# [Exercise prompt]
Copy the lines of the listing from the line holding "Locate every instance of the chair back" through the end of the listing, inclusive, with the requests unchanged. Raise every number in the point coordinates by 130.

# [Data section]
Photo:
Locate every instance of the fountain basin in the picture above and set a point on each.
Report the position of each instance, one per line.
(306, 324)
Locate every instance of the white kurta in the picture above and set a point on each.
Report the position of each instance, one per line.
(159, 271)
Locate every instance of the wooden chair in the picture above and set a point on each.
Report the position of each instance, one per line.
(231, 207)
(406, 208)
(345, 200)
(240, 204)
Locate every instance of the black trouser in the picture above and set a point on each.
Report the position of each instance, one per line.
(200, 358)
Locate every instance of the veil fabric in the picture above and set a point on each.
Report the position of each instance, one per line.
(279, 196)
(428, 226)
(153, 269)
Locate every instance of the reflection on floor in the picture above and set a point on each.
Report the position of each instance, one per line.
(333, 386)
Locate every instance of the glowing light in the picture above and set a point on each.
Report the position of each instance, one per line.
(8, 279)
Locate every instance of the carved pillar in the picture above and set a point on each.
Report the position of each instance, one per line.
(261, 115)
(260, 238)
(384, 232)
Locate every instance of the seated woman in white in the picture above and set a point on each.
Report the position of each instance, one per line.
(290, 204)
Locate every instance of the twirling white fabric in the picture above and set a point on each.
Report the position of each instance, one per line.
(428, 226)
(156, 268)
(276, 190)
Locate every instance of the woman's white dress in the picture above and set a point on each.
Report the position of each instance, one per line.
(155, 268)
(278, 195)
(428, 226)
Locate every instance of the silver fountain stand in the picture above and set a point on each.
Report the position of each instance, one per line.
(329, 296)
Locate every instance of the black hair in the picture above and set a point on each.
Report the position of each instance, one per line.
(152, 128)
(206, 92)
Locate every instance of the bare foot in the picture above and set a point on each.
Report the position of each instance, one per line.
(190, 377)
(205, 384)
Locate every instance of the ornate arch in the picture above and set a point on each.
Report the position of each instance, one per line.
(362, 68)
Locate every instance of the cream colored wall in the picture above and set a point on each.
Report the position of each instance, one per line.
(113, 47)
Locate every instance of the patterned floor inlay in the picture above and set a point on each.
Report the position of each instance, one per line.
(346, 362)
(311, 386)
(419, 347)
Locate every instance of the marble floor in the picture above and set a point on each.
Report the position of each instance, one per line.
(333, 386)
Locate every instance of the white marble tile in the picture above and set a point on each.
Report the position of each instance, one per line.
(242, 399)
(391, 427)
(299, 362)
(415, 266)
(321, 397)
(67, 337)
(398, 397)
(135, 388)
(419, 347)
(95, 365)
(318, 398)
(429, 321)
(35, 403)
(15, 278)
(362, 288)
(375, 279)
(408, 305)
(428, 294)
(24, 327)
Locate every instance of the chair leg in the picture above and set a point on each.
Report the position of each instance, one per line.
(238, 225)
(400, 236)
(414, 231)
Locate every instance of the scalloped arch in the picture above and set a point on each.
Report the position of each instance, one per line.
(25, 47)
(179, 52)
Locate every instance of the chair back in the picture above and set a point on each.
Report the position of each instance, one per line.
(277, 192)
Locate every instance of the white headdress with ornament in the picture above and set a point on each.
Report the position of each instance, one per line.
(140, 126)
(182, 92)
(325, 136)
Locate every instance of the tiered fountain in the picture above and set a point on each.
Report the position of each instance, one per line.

# [Answer to the task]
Locate every instance of the chair back in the picture above and set a point on each.
Report the position of each instance, one per line.
(407, 322)
Locate every instance of the white headdress with ornament in the picture above and set a point on each.
Report the position of each instance, one per line.
(270, 256)
(312, 222)
(455, 266)
Locate every instance of the tiered fountain in the picture above and set a point on each.
Report the position of each instance, one per line.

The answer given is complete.